* **Given instruction 1**:
In the Durban story, who suggested using the Find My iPhone App?

Durban’s sky isn’t always ominous, but that day, it was grey and dirty. “Just like the rest of this god-forsaken city,” I muttered to myself, self-pity oozing from my pores. Right after it happened — when I suspected the worse — denial supplied me a few moments of (false) hope. My heart raced, my arms trembled, and my eyes welled with tears. The pit of my stomach knew what my brain refused to acknowledge: I’d never see her again.
In between deep breaths, I retraced my steps from the afternoon: “I got out of the van, opened my surf bag, removed my changing towel, and put it on. I was about to put my right leg into my wetsuit when I saw the guys needed help moving the surfboard trailer, so I jumped up to lend a hand…”
I tortured myself with all the usual questions grieving people ask themselves: What was I thinking? How could I have been so foolish? Why didn’t I prioritize her safety? My brain struggled to remember how her face looked. If I’d known that would be the last time I’d gaze into it, I’d have savored the experience, committing each detail to memory.
She never forgot what I looked like.
She lit up every time she saw me. Or at least once she was certain it was my face looking into hers. I’ve tried to accept that my fingers will never caress that expansive touchscreen, or her “squoval” (part-square, part-oval) edges again. By now, my iPhoneX is surely in the hands of another.
We went to great lengths to get her back. Sam, one of the trip leaders, suggested the Find My iPhone App. Dan, one of my surf coaches, opened the app and handed his phone to me. A login and a password later and the three of us huddled around a screen, watching “Gold Dust’s iPhone” travel further and further away from the green dot indicating our location.
Dan took off running toward the police van slowly patrolling the promenade. I ran after him, my toes clenching the flip flops, desperately trying not to lose them during our hot pursuit. By the time I caught up, he’d already managed to explain the situation to the law enforcement personnel: three women and one man, who were official enough to be dressed in uniforms, but not official enough to be carrying weapons. Even though I’ve seen more heavily armed mall cops, we jumped in their minivan and followed the tracker into Durban’s bowels.

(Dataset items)
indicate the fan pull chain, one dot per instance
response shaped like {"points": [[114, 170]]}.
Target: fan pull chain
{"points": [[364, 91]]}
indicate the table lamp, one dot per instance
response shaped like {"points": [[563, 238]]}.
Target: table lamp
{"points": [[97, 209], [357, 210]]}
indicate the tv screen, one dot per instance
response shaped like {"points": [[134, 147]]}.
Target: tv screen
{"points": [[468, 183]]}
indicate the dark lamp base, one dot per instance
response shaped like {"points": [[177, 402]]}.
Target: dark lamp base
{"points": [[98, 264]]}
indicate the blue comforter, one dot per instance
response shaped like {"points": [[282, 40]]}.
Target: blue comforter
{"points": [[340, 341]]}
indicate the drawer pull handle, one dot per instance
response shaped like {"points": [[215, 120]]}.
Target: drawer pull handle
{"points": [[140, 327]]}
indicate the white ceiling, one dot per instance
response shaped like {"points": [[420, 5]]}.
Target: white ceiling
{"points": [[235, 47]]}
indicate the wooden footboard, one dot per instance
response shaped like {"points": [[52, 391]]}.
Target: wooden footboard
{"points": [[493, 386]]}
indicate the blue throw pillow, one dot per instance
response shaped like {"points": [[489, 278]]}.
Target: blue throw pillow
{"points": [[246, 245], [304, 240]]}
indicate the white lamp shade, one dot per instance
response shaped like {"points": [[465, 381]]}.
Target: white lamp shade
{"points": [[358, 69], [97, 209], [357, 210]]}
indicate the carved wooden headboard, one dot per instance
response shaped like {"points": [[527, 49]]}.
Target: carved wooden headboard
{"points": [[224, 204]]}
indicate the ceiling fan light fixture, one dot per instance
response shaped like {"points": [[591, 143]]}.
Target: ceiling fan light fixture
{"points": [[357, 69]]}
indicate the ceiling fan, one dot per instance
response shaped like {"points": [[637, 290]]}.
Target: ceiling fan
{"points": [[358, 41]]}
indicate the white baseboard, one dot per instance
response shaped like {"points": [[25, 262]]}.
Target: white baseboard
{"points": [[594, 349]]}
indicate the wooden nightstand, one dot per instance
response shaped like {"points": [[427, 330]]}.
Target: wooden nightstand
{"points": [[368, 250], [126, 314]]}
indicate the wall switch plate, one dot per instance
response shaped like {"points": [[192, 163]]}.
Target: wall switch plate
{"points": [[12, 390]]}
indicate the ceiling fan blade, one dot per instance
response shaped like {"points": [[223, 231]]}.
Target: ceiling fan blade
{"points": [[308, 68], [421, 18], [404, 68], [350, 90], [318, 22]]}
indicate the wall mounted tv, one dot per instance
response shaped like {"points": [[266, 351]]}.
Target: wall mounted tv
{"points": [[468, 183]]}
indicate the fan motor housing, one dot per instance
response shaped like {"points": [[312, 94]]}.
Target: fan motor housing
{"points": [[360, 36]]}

* **Given instruction 2**:
Please echo only the lines of the listing starting at the line containing "indicate the fan motor" and ending at the last line of the listing, both included.

* **Task response 1**:
Sam, one of the trip leaders.

* **Task response 2**:
indicate the fan motor housing, one dot per instance
response shaped like {"points": [[312, 94]]}.
Target: fan motor housing
{"points": [[360, 36]]}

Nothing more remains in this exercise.